╔══
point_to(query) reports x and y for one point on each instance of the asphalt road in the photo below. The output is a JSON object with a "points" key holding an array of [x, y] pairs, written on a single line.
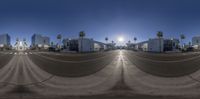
{"points": [[164, 64], [116, 74], [81, 65]]}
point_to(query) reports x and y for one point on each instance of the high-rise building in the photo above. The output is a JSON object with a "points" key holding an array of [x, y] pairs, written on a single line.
{"points": [[196, 42], [5, 41], [40, 41]]}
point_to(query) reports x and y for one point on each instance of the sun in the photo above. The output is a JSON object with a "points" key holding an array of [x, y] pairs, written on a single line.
{"points": [[121, 39]]}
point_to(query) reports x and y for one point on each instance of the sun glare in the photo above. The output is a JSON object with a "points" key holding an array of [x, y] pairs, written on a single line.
{"points": [[120, 39]]}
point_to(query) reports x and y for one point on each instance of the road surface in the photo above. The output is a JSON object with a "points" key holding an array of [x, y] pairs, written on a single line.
{"points": [[117, 74]]}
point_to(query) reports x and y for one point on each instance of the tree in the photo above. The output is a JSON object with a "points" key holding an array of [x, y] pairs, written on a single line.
{"points": [[182, 36], [135, 39], [106, 39], [113, 42], [160, 35], [59, 37], [81, 35], [51, 44]]}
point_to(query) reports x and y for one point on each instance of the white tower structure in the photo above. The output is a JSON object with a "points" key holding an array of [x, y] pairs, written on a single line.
{"points": [[21, 45]]}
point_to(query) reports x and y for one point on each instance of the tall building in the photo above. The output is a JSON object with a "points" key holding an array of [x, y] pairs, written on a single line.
{"points": [[39, 41], [5, 41], [196, 42]]}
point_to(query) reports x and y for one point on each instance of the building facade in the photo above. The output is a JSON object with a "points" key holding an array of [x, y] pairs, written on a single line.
{"points": [[84, 45], [78, 44], [196, 42], [39, 41], [5, 41]]}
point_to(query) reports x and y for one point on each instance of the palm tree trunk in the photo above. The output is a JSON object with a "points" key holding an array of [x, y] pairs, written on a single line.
{"points": [[81, 44]]}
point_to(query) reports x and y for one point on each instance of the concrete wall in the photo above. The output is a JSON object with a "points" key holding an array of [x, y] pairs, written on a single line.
{"points": [[156, 45], [86, 45]]}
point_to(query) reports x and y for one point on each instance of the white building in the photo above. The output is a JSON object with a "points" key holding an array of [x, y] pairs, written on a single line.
{"points": [[78, 44], [142, 46], [39, 41], [83, 45], [196, 42], [5, 41], [21, 46], [156, 45]]}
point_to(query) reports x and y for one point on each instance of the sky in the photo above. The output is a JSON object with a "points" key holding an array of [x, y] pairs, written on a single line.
{"points": [[100, 18]]}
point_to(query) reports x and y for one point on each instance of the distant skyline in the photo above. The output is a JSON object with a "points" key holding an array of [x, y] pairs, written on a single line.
{"points": [[100, 18]]}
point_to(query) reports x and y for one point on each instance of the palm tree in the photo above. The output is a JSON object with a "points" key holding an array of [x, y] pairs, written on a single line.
{"points": [[135, 39], [106, 39], [51, 44], [160, 35], [59, 37], [182, 36], [81, 35], [113, 42]]}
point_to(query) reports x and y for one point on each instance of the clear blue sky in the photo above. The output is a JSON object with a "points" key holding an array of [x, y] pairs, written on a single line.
{"points": [[100, 18]]}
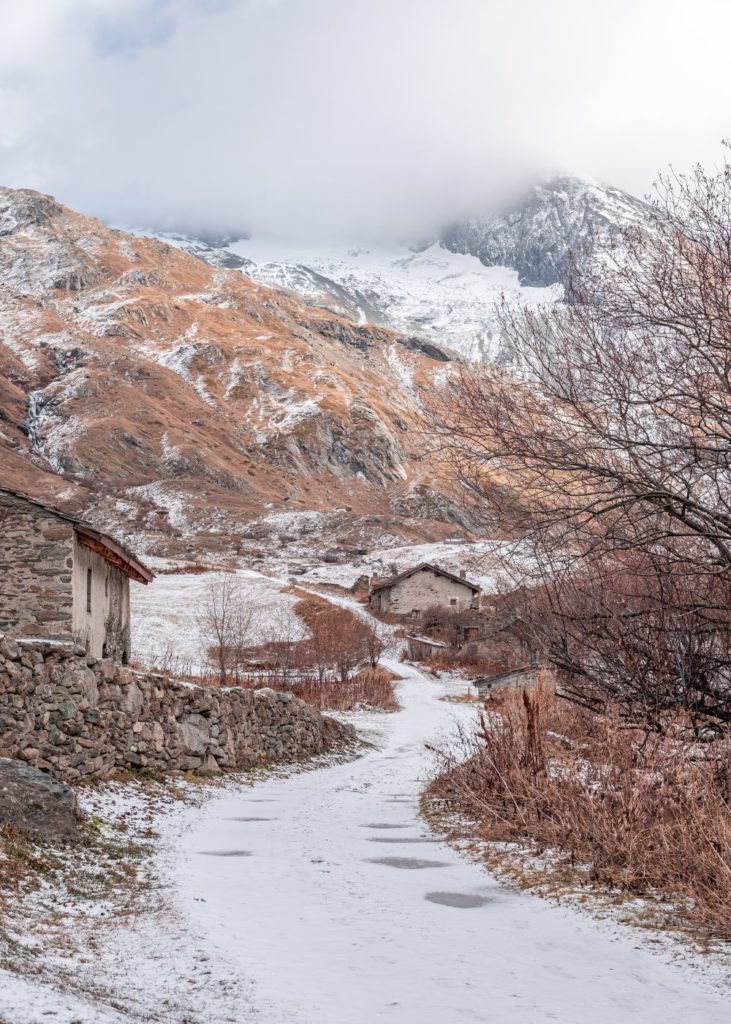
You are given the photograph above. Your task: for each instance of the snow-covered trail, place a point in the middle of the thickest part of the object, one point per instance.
(327, 890)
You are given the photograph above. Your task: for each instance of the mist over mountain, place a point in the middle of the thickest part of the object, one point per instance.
(327, 121)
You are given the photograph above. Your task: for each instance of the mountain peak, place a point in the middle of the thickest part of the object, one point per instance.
(535, 236)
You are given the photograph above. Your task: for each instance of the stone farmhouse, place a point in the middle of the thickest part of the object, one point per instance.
(422, 587)
(62, 580)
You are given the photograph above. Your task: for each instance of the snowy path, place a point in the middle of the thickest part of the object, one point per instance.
(327, 891)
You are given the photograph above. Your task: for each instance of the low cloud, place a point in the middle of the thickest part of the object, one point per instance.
(323, 117)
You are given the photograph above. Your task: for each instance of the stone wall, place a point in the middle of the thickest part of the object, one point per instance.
(36, 565)
(75, 717)
(425, 590)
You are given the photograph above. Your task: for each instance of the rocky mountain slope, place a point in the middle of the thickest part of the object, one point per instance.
(444, 291)
(185, 402)
(535, 237)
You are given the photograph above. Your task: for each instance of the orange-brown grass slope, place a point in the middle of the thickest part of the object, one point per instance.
(646, 814)
(126, 364)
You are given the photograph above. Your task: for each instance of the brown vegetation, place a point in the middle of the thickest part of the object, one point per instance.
(614, 444)
(630, 810)
(335, 666)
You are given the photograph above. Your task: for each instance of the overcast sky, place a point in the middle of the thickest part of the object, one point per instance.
(307, 117)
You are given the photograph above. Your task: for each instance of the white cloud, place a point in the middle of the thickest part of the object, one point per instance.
(316, 115)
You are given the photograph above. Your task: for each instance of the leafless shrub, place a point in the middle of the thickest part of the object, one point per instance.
(608, 451)
(227, 623)
(643, 812)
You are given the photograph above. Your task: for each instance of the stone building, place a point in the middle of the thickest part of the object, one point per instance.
(62, 580)
(425, 586)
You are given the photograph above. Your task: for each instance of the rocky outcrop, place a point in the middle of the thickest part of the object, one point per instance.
(36, 804)
(183, 396)
(75, 717)
(562, 217)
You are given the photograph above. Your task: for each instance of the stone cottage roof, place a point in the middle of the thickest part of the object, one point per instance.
(102, 544)
(387, 584)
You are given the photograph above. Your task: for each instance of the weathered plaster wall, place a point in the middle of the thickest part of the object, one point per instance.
(424, 590)
(36, 566)
(74, 716)
(104, 630)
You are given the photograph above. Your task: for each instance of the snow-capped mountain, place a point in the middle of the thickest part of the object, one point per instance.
(445, 291)
(535, 237)
(443, 297)
(189, 399)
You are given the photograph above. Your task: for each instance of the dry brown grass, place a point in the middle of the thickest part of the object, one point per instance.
(646, 814)
(370, 687)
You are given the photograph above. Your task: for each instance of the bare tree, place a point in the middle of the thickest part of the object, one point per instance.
(227, 623)
(608, 449)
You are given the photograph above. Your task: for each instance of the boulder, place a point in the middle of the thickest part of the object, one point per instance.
(36, 804)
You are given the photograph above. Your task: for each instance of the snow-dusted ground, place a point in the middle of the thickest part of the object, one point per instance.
(483, 561)
(445, 297)
(165, 615)
(329, 892)
(321, 898)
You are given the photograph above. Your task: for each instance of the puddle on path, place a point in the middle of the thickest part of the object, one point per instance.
(251, 819)
(399, 839)
(225, 853)
(411, 863)
(384, 824)
(464, 901)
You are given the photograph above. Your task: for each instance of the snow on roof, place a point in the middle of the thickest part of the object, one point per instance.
(386, 584)
(102, 544)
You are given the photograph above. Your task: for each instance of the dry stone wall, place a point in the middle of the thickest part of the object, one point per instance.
(36, 567)
(77, 717)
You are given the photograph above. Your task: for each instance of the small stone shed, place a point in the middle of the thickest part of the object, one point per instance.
(422, 648)
(523, 678)
(61, 579)
(422, 587)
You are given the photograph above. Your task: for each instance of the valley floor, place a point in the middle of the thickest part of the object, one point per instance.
(321, 898)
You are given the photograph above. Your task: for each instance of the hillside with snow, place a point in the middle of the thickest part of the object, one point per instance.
(446, 291)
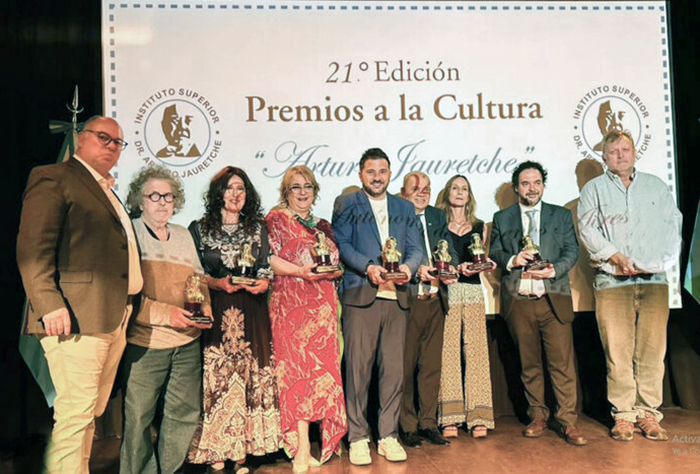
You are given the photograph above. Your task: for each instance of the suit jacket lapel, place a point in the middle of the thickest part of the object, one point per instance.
(517, 219)
(545, 223)
(92, 185)
(366, 210)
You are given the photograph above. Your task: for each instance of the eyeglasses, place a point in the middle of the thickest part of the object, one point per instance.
(155, 197)
(296, 189)
(105, 139)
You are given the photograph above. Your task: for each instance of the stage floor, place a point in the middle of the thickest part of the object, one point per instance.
(506, 450)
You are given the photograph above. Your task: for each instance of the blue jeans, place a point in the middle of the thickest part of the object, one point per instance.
(632, 322)
(176, 376)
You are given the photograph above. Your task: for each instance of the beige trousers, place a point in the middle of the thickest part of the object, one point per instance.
(82, 369)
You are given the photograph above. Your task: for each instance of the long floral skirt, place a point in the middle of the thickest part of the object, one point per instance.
(240, 413)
╚══
▶ **YOUR INSTRUCTIONS**: Using the records above, please repeat the line with "of the beige" and every line after it exactly, and give no other text.

▶ **OUTPUT FOR THIS EXERCISE**:
You are given the photograph above. Your task: for each instance of the beige trousers, place a point in the middle of the thickest part of the object, one point per instance.
(82, 369)
You are given the photograph above. Your task: for each instance of the long floral skirt, place a point in the middle of the thickest part of the object, one point per instance.
(240, 413)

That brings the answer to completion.